▶ Your objective
Please copy out all of the material below word for word, leaving the pictures out.

▶ Provided data
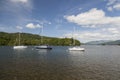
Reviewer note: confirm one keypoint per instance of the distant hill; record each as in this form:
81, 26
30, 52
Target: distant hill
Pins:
100, 42
11, 39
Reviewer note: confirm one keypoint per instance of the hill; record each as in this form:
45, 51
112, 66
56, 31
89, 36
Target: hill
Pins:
10, 39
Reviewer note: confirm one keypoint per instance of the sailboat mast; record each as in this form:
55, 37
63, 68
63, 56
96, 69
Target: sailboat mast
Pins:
19, 38
41, 34
73, 36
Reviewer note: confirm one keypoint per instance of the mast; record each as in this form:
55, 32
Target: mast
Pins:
73, 36
41, 35
19, 38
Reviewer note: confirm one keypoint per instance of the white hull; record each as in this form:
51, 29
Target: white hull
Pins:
76, 49
19, 47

▶ Response to this task
Reviewer note: confirm one keypoint per instance of the distant hill; record each as in this form:
81, 26
30, 52
Target: distant hill
Pins:
100, 42
11, 39
Reviewer note: confirm one keypoint per instance of the hill; record each as in this form:
45, 51
112, 66
56, 31
89, 36
Target: hill
Pins:
10, 39
Reviewer note: confirm one keypoint per instance of the sailboat mast; record each as in this form:
55, 37
63, 68
63, 56
96, 69
Target: sailboat mast
Pins:
19, 38
41, 34
73, 36
Reviewer note: confirm one keypoint per instance of the mast; record each as in this form:
55, 32
Target: mast
Pins:
73, 36
41, 35
19, 38
Reviewer note: confirm one keypoint per instance of the white hull; record each as in this form:
51, 29
Target: white hull
Pins:
76, 49
19, 47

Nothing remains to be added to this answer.